• Provided text:

However, since Carolina is C4AI’s “mother-ship” corpus, we may incorporate additional smaller corpora in the future, expanding upon those already included in our broader typology, Datasets and Other Corpora. We are interested mainly in those corpora whose content is unique or not easily independently recoverable, such as corpora of transcribed spontaneous speech, like the corpora developed by Project TaRSila[1], at C4AI, already described in Santos et al. (2022). We believe that these unique-content corpora will be important sources to guarantee a greater representation of dialectal and typological varieties to the corpus.

1. 2. Defining typologies

Having determined the objectives and philosophy for the construction of Carolina, we aimed to build it with reliability guarantees ensured by provenance control through structured metadata. To achieve this, we focused on conducting surveys by broad typologies, which we defined as a way to group related web domains with similar content. After defining a typology methodology, we started the downloading step, followed by a preprocessing phase and, finally, we proposed the categorization of metadata headers and the metadata scheme.

The surveys started by a broad typology (Figure 1), divided in seven types, as detailed below. The seven broad types first defined were categories that allowed us to group all the domains researched up to that point: judicial branch of government; legislative branch of government; datasets and other corpora; public domain works; wikis; university domains; and journalistic texts. As we chose the sources to be surveyed for the broad typology, we gave priority to those with open data and a large volume of files, since the process of requisition of rights of use would only take place in later stages of the project. Therefore, the sources that had copyright-protected data (for instance, the journalistic texts) were not prioritized in the first moment (Crespo et al., 2022).

Figure 1. Figure 1. Surveys by broad typology

The surveys consist of an in-depth research of each broad type chosen for the construction of the corpus and investigation of the web domains that comprise them. Thus, we surveyed information about the license of the texts and the basic directory structure of the investigated sites, as well as authorship, date, and other information that we deemed relevant for each broad type. All this collected data involved a great importance to the download process and it has been essential for the insertion of the predefined metadata and their revision. Therefore, the surveys are continuously ongoing, as research must be conducted or supplemented for each new web domain we wish to incorporate into Carolina.

In addition, given that throughout the surveying process we came across various types – often within a single web domain –, we defined a narrow typology, formed by subdivisions of the broad typology that take into account the structural similarity of the extracted files. Therefore, we created the distinction between broad and narrow typology: the former is an initial web domain grouping by similar content, and the latter, a more detailed label for the types of texts found in each section or file of a surveyed web domain. Narrow typology was also included in most surveys and is a metadata category.

• Data block:
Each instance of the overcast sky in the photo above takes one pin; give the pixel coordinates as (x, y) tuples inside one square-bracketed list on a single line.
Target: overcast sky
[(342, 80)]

• What you will do: Rewrite the stretch of the Carolina corpus text from "The surveys started" through "et al., 2022).", putting "rights-restricted" in place of "copyright-protected".

• Exercise result:
The surveys started by a broad typology (Figure 1), divided in seven types, as detailed below. The seven broad types first defined were categories that allowed us to group all the domains researched up to that point: judicial branch of government; legislative branch of government; datasets and other corpora; public domain works; wikis; university domains; and journalistic texts. As we chose the sources to be surveyed for the broad typology, we gave priority to those with open data and a large volume of files, since the process of requisition of rights of use would only take place in later stages of the project. Therefore, the sources that had rights-restricted data (for instance, the journalistic texts) were not prioritized in the first moment (Crespo et al., 2022).